SELECTED TEXT —
Moreover, a set of probes implemented by Ericsson in 5TONIC laboratory are deployed in key points of the network, in order to measure different network metrics such as the latency or the jitter. Then, a Data Shipper gets these metrics and calculates the corresponding upstream throughput values, which are sent to the monitoring system. This demonstrates the flexibility of the monitoring platform to monitor network metrics that can be captures from different points of the network architecture.

In preliminary tests, the results reported an uplink throughput of the 5G network with peaks near 60 Mbps, verifying a good performance and user perception of the video when demanding a video upload bitrate of 25 Mbps.

5 Performance evaluation

To assess and validate the proposed monitoring framework implementation, the testing process described below has been followed, based on the application of a top-down approach. In particular, it is based on the execution of specific experiments monitored by the monitoring platform, where an experiment is an emulation of a given network deployment, characterized by parameters like the bandwidth consumed.

PROVIDED DATA —
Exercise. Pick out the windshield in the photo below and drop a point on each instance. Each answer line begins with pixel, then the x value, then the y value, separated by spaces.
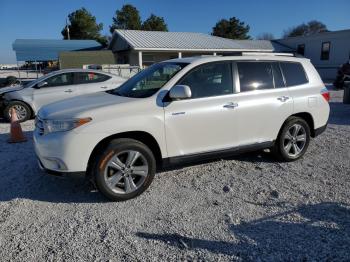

WHAT THIS EXERCISE ASKS —
a) In the 5G monitoring passage, write out the part that begins at the words "5 Performance evaluation" and stops after "the bandwidth consumed.", swapping "bandwidth" for "energy".
b) Answer these questions from the 5G monitoring passage:
(i) Who implemented the probes in the 5TONIC laboratory?
(ii) What uplink throughput peaks did the preliminary tests report?
(iii) What kind of approach is the testing process based on?

EXPECTED RESULTS —
a)
5 Performance evaluation

To assess and validate the proposed monitoring framework implementation, the testing process described below has been followed, based on the application of a top-down approach. In particular, it is based on the execution of specific experiments monitored by the monitoring platform, where an experiment is an emulation of a given network deployment, characterized by parameters like the energy consumed.

b)
(i) Ericsson
(ii) Peaks near 60 Mbps
(iii) A top-down approach